- [Instruction a]:
Arrange the part of the records that opens with the line containing "Q: Point to the sunglasses" and closes with the line containing "x=173, y=192" as a Markdown table with the columns Row and Line, numbering each line and leaving out blank lines.

---------- Quoted passage ----------

# U2 method for corners and edges



## Alejandro (Dec 31, 2012)

One of the most frequently asked questions to learn blindfold is, what method to learn? and what method will allow me to continue to extend what has been learned?,
In my humble opinion this is one method that can help a lot.

The basic idea is to solve the tarjets one by one with preterminated algorithms, for the corners are 21 algorithms which predominates U2 movement, and edges are 22
algorithms which also dominates the movement U2, these algorithms are not designed for FMC but they are designed for speed, not explain is required because the method
is relatively simple, anyone familiar with the method R2 or M2 can understand just by seeing the algorithms, the only detail is that when the corners in even 
positions are tarjets UFL, LFU, FUL, UBR, RBU, BUR, UFL changes to UBR and vice versa, RBU changes to LFU and vice versa, and BUR changes to FUL and vice versa. 
In edges when even positions are tarjets UR, UR, UL, LU, UR changes to UL and vice versa, LU changes to RU and vice versa.

One of the things that are "difficult" in blindfold is parity, but with this method you can easily leave parity as UFR-UBL UF-UB and solve
with Nperm while you can continue to learn more parities.

A second level for this method would be to learn the commutators of the upper face, for example Aperm, Uperm, RUR'U'M'URU'r', U'L'URU'LUR' etc, and
applying whenever possible, a third level would be to learn commutators involving two tarjets of the upper face and one of the bottom face,
for example R'DRUR'D'RU', fourth level would be to learn the remaining commutators, for example RUR'DRU'R'D', and finally a fifth level would use only
commutators for the whole cube.

Hope you like, and any questions or comments please let me know. I promise a video for this proximately.

----------

- [Instruction b]:
Answer these questions from the U2 method post:
(i) How many algorithms does the method use for corners?
(ii) Which parity case does the post suggest leaving, and with what is it solved?
(iii) What example commutator is given for the third level?

---------- Material for the task ----------

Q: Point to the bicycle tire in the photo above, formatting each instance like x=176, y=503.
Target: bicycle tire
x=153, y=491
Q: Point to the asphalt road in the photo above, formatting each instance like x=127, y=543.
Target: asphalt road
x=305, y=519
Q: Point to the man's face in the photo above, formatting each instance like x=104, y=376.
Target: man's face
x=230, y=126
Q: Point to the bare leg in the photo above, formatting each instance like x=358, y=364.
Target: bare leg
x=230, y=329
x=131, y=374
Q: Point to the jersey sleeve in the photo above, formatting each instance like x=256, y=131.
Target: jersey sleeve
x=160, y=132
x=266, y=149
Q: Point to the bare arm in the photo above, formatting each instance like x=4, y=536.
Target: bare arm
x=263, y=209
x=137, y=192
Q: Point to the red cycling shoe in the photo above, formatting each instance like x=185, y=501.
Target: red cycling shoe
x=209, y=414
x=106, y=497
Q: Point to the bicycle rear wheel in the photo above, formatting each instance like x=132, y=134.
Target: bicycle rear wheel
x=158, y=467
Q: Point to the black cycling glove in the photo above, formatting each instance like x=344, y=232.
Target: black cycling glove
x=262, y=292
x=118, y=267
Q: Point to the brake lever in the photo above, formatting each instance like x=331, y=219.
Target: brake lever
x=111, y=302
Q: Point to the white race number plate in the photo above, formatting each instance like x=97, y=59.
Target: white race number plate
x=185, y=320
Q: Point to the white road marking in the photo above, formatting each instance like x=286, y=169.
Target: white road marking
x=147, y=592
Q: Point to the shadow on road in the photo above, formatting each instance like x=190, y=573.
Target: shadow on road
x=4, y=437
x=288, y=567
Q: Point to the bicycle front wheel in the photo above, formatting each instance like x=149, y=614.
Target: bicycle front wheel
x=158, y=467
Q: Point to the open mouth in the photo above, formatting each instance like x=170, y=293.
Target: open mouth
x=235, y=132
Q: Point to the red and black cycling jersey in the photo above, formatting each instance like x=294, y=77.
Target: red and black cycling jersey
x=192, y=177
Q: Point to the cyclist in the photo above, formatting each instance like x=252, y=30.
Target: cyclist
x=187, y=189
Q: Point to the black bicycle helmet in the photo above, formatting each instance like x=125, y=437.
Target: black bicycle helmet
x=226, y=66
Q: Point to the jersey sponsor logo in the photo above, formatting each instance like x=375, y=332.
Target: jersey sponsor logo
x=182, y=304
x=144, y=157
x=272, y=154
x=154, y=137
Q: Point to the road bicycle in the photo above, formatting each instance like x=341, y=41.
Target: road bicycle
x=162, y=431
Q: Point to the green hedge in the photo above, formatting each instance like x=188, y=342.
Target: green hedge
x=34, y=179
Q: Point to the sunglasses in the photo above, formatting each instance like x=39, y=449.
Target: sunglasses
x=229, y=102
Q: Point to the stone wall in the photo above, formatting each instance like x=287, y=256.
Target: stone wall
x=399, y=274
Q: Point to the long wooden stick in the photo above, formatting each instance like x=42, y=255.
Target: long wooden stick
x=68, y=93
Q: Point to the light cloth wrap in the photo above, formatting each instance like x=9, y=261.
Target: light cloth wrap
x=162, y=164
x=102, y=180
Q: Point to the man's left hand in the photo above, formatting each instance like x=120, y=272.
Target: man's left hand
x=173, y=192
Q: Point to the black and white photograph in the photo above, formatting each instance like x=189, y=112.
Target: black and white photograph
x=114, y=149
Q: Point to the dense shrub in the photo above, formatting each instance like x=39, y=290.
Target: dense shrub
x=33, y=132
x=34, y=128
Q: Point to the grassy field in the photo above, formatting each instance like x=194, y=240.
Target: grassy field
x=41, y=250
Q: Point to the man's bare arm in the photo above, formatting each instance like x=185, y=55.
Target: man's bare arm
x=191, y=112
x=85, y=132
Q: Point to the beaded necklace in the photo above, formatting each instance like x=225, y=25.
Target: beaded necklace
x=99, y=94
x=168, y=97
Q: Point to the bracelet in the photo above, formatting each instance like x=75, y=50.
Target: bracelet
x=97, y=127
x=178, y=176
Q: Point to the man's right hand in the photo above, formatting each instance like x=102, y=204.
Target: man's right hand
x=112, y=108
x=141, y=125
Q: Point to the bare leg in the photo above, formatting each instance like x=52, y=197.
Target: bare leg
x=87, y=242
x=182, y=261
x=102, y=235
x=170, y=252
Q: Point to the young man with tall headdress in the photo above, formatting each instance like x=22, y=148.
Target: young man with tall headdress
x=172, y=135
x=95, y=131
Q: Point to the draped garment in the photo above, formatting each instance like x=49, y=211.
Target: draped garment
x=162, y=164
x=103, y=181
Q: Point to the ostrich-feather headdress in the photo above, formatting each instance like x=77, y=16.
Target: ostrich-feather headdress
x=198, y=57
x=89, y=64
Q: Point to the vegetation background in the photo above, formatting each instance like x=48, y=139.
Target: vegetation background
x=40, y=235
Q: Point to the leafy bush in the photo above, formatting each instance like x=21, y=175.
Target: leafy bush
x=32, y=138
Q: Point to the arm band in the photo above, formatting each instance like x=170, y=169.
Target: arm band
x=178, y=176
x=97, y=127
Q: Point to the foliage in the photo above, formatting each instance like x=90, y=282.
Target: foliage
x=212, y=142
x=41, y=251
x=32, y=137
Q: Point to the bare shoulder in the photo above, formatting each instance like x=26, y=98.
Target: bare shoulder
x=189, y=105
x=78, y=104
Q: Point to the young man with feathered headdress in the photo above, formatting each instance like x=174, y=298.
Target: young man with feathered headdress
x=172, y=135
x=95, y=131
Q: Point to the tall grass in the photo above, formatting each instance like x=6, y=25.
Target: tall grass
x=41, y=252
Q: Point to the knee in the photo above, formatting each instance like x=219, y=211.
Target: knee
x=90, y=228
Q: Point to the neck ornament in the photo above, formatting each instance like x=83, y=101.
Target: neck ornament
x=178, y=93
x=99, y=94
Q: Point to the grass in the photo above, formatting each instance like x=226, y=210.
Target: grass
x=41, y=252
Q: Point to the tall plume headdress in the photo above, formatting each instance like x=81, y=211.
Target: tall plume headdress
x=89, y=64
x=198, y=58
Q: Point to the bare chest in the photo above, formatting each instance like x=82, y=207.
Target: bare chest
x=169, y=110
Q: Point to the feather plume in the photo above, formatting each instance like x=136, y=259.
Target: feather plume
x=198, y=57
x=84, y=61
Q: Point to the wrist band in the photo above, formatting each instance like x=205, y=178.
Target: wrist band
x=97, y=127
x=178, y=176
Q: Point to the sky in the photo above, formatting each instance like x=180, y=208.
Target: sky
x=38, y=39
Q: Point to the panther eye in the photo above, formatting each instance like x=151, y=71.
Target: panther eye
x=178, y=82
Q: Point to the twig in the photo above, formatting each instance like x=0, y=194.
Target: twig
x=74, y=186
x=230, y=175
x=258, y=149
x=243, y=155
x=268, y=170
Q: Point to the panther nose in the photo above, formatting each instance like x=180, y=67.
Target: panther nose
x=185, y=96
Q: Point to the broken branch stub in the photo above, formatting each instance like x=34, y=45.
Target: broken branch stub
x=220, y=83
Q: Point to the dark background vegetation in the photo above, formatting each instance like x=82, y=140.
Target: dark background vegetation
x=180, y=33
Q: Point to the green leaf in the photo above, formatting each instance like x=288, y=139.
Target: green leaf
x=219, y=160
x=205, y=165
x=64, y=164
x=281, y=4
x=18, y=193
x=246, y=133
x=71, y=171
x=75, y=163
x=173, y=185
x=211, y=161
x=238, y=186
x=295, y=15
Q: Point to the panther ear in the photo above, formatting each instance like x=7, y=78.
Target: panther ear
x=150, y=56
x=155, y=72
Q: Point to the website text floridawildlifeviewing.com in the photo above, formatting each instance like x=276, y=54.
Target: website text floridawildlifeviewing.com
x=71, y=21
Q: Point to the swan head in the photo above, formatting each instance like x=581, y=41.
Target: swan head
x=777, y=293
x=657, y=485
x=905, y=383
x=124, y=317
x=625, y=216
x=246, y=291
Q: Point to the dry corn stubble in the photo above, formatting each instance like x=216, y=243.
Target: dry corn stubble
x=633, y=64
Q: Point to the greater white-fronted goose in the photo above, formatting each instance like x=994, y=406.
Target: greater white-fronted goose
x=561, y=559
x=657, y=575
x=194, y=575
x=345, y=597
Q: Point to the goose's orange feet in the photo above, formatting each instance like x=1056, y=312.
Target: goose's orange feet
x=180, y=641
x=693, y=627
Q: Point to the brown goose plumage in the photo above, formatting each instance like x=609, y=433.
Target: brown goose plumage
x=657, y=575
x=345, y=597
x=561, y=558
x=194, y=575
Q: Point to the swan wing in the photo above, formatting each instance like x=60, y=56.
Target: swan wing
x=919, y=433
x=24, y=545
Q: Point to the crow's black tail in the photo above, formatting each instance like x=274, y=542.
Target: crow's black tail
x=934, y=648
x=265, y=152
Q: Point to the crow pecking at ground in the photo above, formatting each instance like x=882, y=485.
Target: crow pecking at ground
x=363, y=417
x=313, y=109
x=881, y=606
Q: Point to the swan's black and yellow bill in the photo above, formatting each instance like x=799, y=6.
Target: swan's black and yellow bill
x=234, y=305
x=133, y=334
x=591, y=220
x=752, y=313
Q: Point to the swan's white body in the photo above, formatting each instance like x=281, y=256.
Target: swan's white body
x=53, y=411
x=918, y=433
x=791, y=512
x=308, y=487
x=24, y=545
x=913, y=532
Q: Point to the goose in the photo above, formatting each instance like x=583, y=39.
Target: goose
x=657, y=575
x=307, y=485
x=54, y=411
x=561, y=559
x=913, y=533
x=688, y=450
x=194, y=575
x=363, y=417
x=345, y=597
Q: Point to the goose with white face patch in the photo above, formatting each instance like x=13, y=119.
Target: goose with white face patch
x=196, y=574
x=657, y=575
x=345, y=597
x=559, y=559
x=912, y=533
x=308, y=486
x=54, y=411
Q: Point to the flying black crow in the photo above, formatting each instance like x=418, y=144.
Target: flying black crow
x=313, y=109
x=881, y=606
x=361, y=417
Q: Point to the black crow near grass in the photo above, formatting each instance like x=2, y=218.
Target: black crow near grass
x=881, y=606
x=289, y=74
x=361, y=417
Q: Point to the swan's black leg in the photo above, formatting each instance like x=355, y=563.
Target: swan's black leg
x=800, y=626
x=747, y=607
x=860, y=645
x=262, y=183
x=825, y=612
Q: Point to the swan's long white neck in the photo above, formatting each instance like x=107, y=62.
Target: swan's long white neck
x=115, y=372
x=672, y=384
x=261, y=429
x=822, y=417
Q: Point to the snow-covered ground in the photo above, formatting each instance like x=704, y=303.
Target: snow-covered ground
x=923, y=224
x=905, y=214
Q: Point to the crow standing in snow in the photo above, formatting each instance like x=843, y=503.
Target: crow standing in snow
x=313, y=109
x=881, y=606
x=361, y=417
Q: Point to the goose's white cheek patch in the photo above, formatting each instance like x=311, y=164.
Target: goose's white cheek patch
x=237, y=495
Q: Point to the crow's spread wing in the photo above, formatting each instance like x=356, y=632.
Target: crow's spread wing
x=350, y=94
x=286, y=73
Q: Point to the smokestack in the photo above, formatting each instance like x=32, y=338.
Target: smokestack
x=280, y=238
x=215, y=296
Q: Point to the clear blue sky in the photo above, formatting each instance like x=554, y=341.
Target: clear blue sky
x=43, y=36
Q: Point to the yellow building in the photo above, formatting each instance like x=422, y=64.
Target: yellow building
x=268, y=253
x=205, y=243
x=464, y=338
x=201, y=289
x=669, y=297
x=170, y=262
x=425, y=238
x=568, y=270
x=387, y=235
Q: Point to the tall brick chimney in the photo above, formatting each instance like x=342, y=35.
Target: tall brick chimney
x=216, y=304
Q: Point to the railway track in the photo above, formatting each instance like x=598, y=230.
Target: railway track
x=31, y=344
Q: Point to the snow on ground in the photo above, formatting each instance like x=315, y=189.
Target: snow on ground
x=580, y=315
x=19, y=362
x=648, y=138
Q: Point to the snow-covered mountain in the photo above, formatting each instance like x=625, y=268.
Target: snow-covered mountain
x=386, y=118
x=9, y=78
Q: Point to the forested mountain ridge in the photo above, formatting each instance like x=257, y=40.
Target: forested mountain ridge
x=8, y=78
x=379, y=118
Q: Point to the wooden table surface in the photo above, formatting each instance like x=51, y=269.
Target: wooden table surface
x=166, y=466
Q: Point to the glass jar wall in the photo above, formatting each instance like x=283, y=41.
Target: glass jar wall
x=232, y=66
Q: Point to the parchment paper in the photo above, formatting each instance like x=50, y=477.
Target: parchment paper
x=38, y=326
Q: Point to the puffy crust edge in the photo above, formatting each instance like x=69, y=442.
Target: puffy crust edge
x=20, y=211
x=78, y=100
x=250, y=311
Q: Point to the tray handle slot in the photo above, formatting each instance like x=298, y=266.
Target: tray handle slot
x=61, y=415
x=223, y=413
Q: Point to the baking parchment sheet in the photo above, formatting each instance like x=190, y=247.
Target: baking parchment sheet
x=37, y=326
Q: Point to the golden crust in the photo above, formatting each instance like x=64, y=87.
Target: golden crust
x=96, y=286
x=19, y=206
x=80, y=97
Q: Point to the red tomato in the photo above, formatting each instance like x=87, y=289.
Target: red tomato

----------

- [Exercise response a]:
| Row | Line |
|---|---|
| 1 | Q: Point to the sunglasses in the photo above, formatting each instance like x=39, y=449. |
| 2 | Target: sunglasses |
| 3 | x=229, y=102 |
| 4 | Q: Point to the stone wall in the photo above, formatting each instance like x=287, y=256. |
| 5 | Target: stone wall |
| 6 | x=399, y=274 |
| 7 | Q: Point to the long wooden stick in the photo above, formatting each instance like x=42, y=255. |
| 8 | Target: long wooden stick |
| 9 | x=68, y=93 |
| 10 | Q: Point to the light cloth wrap in the photo above, formatting each instance like x=9, y=261. |
| 11 | Target: light cloth wrap |
| 12 | x=162, y=164 |
| 13 | x=102, y=180 |
| 14 | Q: Point to the man's left hand in the photo above, formatting each instance like x=120, y=272. |
| 15 | Target: man's left hand |
| 16 | x=173, y=192 |

- [Exercise response b]:
(i) 21
(ii) UFR-UBL UF-UB, solved with Nperm
(iii) R'DRUR'D'RU'